• Data to examine:
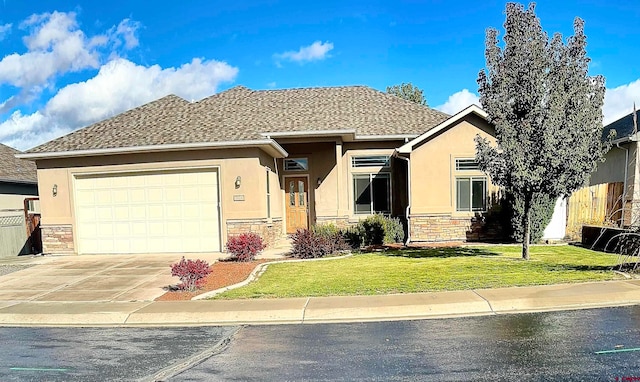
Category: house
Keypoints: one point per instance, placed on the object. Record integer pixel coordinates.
(17, 182)
(613, 194)
(179, 176)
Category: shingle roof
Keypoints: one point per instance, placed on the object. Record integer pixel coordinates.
(623, 127)
(240, 114)
(14, 169)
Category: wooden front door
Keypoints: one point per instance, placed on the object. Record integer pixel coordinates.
(297, 203)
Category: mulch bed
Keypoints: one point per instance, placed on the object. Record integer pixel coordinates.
(223, 273)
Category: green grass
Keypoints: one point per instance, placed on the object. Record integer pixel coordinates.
(424, 270)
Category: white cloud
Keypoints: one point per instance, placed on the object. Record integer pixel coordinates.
(5, 30)
(55, 45)
(119, 85)
(618, 102)
(314, 52)
(458, 101)
(126, 31)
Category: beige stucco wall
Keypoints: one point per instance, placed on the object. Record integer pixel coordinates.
(433, 167)
(330, 174)
(249, 164)
(612, 169)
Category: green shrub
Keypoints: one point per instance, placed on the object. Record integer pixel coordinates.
(325, 230)
(353, 236)
(379, 229)
(320, 241)
(393, 230)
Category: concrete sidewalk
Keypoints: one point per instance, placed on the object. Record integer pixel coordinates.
(322, 309)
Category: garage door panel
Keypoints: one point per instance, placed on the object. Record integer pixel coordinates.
(156, 212)
(139, 228)
(137, 195)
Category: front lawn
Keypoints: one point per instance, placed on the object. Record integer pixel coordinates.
(425, 270)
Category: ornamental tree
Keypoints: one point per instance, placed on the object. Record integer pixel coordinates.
(546, 109)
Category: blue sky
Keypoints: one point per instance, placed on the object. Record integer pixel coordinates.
(65, 64)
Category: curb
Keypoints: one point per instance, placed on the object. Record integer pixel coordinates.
(257, 272)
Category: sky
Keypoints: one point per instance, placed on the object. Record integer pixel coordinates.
(65, 65)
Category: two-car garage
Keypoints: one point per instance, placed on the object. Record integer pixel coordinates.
(167, 211)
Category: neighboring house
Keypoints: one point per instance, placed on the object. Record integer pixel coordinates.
(613, 195)
(175, 176)
(17, 182)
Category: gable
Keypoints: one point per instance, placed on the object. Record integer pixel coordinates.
(14, 169)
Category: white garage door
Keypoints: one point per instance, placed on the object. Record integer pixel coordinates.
(148, 212)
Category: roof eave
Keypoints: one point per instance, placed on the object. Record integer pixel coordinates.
(349, 135)
(407, 148)
(268, 145)
(29, 182)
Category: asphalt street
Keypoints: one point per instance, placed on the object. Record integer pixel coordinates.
(581, 345)
(556, 346)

• What you should do: There is a run of lines above from the one with "Category: front lawn" to the one with "Category: neighboring house"; print exactly that run, both ends included, and nothing else.

• Answer below:
Category: front lawn
Keypoints: one point per instance, placed on the object. Record integer pixel coordinates.
(425, 270)
Category: ornamental tree
Keypoints: one point per instance, placed on the object. Record integer pixel coordinates.
(546, 109)
Category: blue sky
Keypoints: one point per instance, placed on the object. Record integer pixel coordinates.
(65, 64)
Category: curb
Keypoints: one point per instance, placed on the object. Record integer pixel coordinates.
(257, 272)
Category: sky
Keypoints: one point per instance, placed on the object. Record integer pixel coordinates.
(65, 65)
Category: two-car garage
Keypoints: one point per instance, placed on the object. Record integer pixel coordinates.
(167, 211)
Category: neighboring house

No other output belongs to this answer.